Word for word, restate all of the records.
START EXERCISE MATERIAL
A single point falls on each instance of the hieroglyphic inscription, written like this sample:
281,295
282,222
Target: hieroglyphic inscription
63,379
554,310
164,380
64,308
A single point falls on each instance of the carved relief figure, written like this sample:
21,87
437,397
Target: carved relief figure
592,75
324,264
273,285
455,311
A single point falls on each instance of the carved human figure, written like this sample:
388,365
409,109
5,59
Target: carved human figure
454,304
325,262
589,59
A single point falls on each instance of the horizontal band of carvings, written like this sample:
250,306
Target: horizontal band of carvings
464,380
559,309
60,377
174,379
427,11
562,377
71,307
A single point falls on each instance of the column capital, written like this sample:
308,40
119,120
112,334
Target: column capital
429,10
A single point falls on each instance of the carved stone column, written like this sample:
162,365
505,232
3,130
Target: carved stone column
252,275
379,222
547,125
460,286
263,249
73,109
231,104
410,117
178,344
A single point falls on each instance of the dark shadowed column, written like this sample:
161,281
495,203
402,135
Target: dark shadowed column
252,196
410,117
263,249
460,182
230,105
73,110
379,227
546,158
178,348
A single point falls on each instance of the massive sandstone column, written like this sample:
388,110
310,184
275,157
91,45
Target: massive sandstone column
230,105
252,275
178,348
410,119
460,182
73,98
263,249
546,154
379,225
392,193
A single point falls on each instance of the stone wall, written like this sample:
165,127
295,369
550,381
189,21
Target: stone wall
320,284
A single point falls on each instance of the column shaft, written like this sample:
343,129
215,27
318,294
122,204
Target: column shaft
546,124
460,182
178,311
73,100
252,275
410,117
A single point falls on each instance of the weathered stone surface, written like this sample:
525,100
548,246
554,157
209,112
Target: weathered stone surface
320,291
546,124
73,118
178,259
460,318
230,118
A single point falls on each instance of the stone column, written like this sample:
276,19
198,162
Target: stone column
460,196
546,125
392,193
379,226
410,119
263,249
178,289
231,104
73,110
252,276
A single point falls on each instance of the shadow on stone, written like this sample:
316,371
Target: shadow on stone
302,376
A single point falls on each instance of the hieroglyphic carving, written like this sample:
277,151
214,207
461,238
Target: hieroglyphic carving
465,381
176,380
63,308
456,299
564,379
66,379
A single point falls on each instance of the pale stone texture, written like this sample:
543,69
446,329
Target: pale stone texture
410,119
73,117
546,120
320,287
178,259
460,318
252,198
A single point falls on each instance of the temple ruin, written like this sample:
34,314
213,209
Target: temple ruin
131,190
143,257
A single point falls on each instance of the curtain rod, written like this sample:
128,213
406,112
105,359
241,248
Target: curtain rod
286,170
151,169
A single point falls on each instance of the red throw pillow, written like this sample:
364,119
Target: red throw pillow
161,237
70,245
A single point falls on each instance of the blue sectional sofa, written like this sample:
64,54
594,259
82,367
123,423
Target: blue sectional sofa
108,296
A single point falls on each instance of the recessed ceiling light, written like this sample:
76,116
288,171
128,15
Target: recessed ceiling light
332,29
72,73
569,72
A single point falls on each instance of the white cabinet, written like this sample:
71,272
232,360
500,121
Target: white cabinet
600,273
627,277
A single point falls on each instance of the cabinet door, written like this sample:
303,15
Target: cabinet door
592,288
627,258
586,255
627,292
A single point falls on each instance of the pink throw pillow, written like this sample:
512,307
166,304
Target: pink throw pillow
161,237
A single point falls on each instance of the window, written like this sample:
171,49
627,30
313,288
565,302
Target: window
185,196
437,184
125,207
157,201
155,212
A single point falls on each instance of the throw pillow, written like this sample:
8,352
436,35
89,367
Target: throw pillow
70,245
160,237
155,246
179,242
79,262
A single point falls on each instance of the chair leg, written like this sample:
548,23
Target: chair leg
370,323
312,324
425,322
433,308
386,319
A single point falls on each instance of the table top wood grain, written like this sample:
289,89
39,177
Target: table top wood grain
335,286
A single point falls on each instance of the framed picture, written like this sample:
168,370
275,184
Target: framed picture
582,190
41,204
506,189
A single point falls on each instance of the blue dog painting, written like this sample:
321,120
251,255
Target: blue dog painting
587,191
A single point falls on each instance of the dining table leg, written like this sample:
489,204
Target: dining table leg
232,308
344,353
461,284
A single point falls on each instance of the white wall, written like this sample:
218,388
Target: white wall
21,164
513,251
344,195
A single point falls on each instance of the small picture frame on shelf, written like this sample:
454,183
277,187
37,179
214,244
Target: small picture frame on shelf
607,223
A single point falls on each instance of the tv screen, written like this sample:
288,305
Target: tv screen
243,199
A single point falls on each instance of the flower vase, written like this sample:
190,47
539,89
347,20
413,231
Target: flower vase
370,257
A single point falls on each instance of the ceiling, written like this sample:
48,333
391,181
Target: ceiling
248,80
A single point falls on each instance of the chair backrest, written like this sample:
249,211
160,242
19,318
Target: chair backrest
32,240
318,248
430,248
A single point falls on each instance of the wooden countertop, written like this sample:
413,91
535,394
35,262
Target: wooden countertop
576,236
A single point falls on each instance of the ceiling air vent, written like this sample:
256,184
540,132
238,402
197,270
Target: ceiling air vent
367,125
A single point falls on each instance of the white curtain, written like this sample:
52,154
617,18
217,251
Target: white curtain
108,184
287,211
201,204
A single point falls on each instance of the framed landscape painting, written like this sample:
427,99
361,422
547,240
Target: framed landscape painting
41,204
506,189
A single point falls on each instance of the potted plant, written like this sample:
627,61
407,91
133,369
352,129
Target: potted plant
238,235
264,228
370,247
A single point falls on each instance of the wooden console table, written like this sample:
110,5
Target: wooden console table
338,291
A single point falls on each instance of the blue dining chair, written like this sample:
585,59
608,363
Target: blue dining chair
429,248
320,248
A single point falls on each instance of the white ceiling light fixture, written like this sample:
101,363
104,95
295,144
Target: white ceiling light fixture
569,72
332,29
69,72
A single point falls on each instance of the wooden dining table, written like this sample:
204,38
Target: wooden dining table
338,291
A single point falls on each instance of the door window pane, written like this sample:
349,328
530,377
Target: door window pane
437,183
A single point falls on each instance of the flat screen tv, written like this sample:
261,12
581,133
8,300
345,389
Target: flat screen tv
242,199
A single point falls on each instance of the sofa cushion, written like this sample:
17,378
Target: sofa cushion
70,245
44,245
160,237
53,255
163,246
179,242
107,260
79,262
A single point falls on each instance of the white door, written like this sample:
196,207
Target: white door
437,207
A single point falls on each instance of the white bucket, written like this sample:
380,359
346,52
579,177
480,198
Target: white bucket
END EXERCISE MATERIAL
▸ COMPLETED TASK
A single point falls on each instance of the hieroglyphic inscription, written like this sample:
281,295
282,222
Target: hieroglyphic inscription
63,379
554,310
164,380
64,308
A single point falls on each instance of the carved relief figure, written like this sample:
21,87
437,397
Target: carved relief figure
592,75
324,264
273,285
455,311
A single point falls on each instance of the carved human figure, written like this sample:
388,365
409,109
5,59
Target: carved human figure
454,304
325,262
589,59
A single point falls on each instance of the horizontal band of carvings, written like this sample:
250,306
Target: horizontal band of carvings
464,380
559,309
60,377
174,379
427,11
562,377
71,307
A single point falls on each instance of the column capital, written like this sample:
308,40
119,120
112,334
Target: column capital
429,10
A single point falls on each instance of the carved stone column, written like this sample:
162,365
505,232
3,130
Target: carved stone column
252,275
379,222
547,125
460,286
263,249
73,109
231,104
410,117
178,344
A single point falls on each instance of the dark shadowed column, written like this sample:
161,281
495,203
402,135
Target: dark shadowed column
252,196
410,117
263,249
460,182
230,105
73,110
379,227
546,158
178,348
A single point falls on each instance of the massive sandstone column, written like this sample:
388,110
310,184
275,157
91,45
Target: massive sandstone column
230,105
252,275
178,348
410,119
460,182
73,98
263,249
546,154
379,225
392,193
A single point falls on each instance of the stone wall, written like this sample:
165,127
295,369
550,381
189,21
Target: stone wall
320,284
A single point falls on each instance of the column shaft, written like this sample:
343,129
215,27
318,294
122,204
Target: column shaft
546,124
460,182
178,311
73,100
252,275
410,117
A single point falls on each instance of the weathered stone surface, written like this sample:
525,100
548,246
554,157
209,112
Target: weathered stone surface
320,291
546,124
73,118
178,259
460,318
230,118
A single point falls on each instance of the stone column, written like this sample:
276,19
198,162
Target: stone column
460,196
546,125
392,193
379,226
410,119
263,249
178,289
231,104
73,110
252,276
A single point falls on each instance of the shadow on stone, written like this sample:
316,371
Target: shadow on stone
302,376
A single point falls on each instance of the hieroglyphic carving, written like this sample:
277,151
214,207
461,238
Target: hieroglyphic carving
465,381
176,380
63,308
456,299
564,379
66,379
A single point falls on each instance of the pale stone texture, written like this sample:
543,69
446,329
Target: pale stone texture
410,119
73,117
546,120
320,287
178,259
460,318
252,198
A single point falls on each instance of the temple ruin, written like this sample:
34,314
213,209
Target: temple ruin
131,190
143,257
A single point falls on each instance of the curtain rod, written like this sample:
128,213
406,112
105,359
241,248
Target: curtain rod
286,170
151,169
A single point falls on each instance of the red throw pillow, written like this sample:
364,119
Target: red throw pillow
161,237
70,245
A single point falls on each instance of the blue sectional sofa, written like this sample:
64,54
594,259
82,367
123,423
Target: blue sectional sofa
108,296
A single point falls on each instance of the recessed ceiling light, written like this sample:
76,116
288,171
128,15
Target: recessed ceiling light
332,29
72,73
569,72
A single point falls on each instance of the white cabinet, written like this sample:
71,272
232,360
500,121
Target: white cabinet
600,273
627,277
A single point falls on each instance of the cabinet door, written like this sample:
303,15
Target: cabinet door
592,288
627,258
586,255
627,292
A single point falls on each instance of the pink throw pillow, written like this sample:
512,307
166,304
Target: pink throw pillow
161,237
A single point falls on each instance of the window, written like this sample:
171,49
627,30
313,288
565,302
Target: window
185,196
437,184
125,207
157,201
155,212
A single point falls on each instance of the throw pillow, written like this sample:
8,352
436,35
89,367
Target: throw pillow
70,245
160,237
155,246
179,242
79,262
A single point falls on each instance of the chair leg, written like this sample:
548,23
Target: chair leg
370,323
312,324
425,322
433,308
386,319
A single point falls on each instance of the table top wood grain, written like this sample:
289,89
39,177
Target: table top wood grain
335,286
A single point falls on each instance of the framed picture, written like this sample:
168,370
275,184
Target: framed picture
582,190
41,204
506,189
A single point falls on each instance of the blue dog painting, written like this sample:
321,120
251,255
Target: blue dog painting
587,191
A single point falls on each instance of the dining table leg, written like this sample:
489,204
Target: dining table leg
232,308
344,353
461,284
A single point falls on each instance of the white wall, written like this sample:
218,388
Target: white wall
21,164
513,251
344,195
A single point falls on each instance of the small picture frame on shelf, written like this sample:
454,183
277,187
37,179
214,244
Target: small picture frame on shelf
607,223
A single point falls on each instance of the tv screen, written like this sample:
288,305
Target: tv screen
243,199
A single point falls on each instance of the flower vase, written like this sample:
190,47
539,89
347,20
413,231
Target: flower vase
370,257
A single point falls on each instance of the ceiling, written like this sample:
48,333
391,181
Target: ceiling
248,80
A single point falls on each instance of the chair backrest, written like this sample:
249,211
160,242
19,318
Target: chair backrest
32,240
318,248
430,248
A single point falls on each instance of the wooden countertop, written like this sample:
413,91
535,394
35,262
Target: wooden countertop
576,236
A single point falls on each instance of the ceiling air vent, written like this sample:
256,184
540,132
238,402
197,270
Target: ceiling air vent
367,125
A single point falls on each instance of the white curtain, written like this sample:
52,154
617,18
217,251
Target: white curtain
108,184
287,211
201,204
A single point falls on each instance of the framed landscape painting, written like this sample:
427,99
361,422
547,240
Target: framed landscape painting
41,204
506,189
A single point falls on each instance of the potted plant, written like this sample:
627,61
407,91
133,369
352,129
Target: potted plant
238,235
264,228
370,247
A single point falls on each instance of the wooden console table, written like this sample:
110,5
Target: wooden console table
338,291
A single point falls on each instance of the blue dining chair, written like this sample:
585,59
608,363
Target: blue dining chair
429,248
320,248
A single point falls on each instance of the white ceiling light fixture, written like this sample:
101,363
104,95
295,144
Target: white ceiling light fixture
569,72
332,29
69,72
A single point falls on each instance of the wooden dining table, written like this sample:
204,38
Target: wooden dining table
338,291
A single point falls on each instance of the door window pane, written like this sample:
349,328
530,377
Target: door window pane
437,183
A single point falls on each instance of the flat screen tv, written like this sample:
261,12
581,133
8,300
345,389
Target: flat screen tv
242,199
A single point falls on each instance of the sofa cushion, written like this sample:
17,378
Target: sofa cushion
70,245
44,245
160,237
53,255
163,246
179,242
107,260
79,262
A single point falls on each instance of the white door, written like this sample:
196,207
Target: white door
437,207
A single point falls on each instance of the white bucket, written like this sample:
380,359
346,52
579,177
480,198
Target: white bucket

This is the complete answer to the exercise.